TASK DETAILS
Can you render the lines of the listing below, from the line with "The component shall indicate each instance of the parked" through the end of the listing, as a Markdown table with a Row column holding a running number and a Line column holding the line, leaving out any blank lines?

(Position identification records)

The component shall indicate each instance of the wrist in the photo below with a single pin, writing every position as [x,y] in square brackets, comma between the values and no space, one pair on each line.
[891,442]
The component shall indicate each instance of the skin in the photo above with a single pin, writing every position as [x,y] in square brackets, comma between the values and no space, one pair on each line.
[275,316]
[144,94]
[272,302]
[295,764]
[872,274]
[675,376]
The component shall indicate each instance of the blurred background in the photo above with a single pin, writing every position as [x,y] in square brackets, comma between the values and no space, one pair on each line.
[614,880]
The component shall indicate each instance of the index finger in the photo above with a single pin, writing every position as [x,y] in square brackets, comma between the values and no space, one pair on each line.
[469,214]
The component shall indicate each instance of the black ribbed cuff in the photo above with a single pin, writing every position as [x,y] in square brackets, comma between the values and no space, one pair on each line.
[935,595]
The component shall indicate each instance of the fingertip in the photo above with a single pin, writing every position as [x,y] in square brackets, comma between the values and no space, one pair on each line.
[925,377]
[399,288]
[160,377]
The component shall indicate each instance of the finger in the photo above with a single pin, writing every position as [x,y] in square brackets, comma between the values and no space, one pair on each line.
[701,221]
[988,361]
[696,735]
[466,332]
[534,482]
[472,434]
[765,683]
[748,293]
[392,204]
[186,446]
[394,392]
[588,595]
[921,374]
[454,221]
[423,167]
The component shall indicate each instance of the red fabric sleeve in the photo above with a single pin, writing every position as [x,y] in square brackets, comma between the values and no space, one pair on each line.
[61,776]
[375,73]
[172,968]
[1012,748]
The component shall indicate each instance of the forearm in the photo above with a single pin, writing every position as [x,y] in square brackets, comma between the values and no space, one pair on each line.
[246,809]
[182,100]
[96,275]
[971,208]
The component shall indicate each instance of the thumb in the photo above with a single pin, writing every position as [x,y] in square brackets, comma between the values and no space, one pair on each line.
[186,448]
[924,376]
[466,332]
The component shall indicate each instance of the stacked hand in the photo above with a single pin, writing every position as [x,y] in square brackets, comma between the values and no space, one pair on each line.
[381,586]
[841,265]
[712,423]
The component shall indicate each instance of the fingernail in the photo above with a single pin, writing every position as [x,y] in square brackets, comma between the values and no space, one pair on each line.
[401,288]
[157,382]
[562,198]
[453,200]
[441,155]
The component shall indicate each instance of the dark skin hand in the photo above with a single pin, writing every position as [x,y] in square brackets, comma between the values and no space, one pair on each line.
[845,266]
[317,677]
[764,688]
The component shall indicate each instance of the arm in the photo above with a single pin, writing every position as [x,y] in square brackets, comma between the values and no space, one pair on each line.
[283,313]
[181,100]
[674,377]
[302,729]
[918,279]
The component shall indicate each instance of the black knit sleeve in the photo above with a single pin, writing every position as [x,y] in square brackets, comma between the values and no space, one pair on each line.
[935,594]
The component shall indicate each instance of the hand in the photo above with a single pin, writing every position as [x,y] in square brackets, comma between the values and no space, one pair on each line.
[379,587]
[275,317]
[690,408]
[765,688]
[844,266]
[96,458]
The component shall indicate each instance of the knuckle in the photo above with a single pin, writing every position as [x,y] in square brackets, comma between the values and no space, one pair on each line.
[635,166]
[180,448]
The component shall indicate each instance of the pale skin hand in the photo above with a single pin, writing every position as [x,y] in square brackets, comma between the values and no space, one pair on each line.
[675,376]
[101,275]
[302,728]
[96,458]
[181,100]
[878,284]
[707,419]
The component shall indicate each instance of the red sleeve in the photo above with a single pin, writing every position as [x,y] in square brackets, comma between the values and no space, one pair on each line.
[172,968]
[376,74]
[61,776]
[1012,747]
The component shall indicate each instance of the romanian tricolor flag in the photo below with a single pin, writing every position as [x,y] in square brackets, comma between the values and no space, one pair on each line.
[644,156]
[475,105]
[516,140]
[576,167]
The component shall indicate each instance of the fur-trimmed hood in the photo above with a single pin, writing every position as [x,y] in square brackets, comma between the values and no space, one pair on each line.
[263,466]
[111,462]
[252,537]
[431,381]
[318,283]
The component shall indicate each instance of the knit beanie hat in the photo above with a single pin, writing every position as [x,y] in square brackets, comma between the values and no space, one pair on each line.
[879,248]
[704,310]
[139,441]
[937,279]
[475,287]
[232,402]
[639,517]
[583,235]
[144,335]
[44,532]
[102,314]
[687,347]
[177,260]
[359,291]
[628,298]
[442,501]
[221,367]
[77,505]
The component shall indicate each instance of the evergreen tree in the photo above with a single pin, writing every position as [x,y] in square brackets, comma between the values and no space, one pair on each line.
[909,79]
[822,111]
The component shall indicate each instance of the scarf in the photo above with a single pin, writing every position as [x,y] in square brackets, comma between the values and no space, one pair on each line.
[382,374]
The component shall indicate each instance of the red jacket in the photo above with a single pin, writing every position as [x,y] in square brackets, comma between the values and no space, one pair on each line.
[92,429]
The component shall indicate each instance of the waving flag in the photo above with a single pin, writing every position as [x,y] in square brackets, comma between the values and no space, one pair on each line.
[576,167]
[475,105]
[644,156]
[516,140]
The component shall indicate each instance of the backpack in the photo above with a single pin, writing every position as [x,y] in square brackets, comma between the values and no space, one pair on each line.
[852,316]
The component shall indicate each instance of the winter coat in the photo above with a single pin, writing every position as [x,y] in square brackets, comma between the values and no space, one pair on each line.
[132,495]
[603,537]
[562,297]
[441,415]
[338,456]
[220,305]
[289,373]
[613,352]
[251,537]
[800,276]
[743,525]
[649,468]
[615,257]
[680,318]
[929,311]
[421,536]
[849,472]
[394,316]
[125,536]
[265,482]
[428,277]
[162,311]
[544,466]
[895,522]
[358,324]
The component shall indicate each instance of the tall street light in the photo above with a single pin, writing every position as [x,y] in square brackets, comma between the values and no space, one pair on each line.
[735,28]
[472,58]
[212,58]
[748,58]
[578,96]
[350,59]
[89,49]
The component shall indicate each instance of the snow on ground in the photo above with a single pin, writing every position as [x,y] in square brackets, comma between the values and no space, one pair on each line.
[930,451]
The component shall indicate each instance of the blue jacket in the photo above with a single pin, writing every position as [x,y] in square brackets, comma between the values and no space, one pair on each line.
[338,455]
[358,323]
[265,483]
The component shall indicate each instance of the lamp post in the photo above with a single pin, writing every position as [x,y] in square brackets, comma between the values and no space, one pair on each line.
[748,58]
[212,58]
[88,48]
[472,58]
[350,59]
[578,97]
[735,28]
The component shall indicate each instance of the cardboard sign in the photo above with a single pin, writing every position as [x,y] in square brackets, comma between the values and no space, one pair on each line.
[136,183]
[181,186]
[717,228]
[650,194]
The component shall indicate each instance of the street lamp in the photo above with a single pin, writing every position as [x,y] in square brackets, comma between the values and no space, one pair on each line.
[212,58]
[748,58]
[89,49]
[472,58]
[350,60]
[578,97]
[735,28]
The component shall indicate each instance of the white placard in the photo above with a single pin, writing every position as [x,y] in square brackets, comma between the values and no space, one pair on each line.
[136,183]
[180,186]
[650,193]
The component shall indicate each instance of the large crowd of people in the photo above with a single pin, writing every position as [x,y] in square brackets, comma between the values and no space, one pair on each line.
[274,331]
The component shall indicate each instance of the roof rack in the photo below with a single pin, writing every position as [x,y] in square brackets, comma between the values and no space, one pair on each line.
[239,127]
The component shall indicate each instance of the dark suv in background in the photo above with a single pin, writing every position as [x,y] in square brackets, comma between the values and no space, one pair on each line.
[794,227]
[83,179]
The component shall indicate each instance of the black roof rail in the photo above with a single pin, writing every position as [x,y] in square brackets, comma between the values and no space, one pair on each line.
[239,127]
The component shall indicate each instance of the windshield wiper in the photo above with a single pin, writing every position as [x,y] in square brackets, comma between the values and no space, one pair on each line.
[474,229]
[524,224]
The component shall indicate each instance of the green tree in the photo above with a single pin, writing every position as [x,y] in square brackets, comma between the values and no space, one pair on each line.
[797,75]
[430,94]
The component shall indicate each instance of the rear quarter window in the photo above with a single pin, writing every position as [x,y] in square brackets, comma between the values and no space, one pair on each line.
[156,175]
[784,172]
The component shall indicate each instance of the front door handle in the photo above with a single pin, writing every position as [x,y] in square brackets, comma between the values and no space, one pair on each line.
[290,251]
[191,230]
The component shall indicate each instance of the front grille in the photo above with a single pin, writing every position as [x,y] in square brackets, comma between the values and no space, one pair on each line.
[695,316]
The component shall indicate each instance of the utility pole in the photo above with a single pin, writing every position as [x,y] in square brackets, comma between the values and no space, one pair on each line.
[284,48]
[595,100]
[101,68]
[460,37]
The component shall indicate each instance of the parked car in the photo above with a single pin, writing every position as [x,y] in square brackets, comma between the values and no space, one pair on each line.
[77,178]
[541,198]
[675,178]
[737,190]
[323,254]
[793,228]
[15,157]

FINAL RESULT
| Row | Line |
|---|---|
| 1 | The component shall indicate each instance of the parked car in the photo above with a single pin, writing every position as [x,y] in square brackets, comma between the values and no space, one pair on each line. |
| 2 | [77,178] |
| 3 | [541,198] |
| 4 | [675,178] |
| 5 | [737,190] |
| 6 | [323,254] |
| 7 | [793,228] |
| 8 | [15,157] |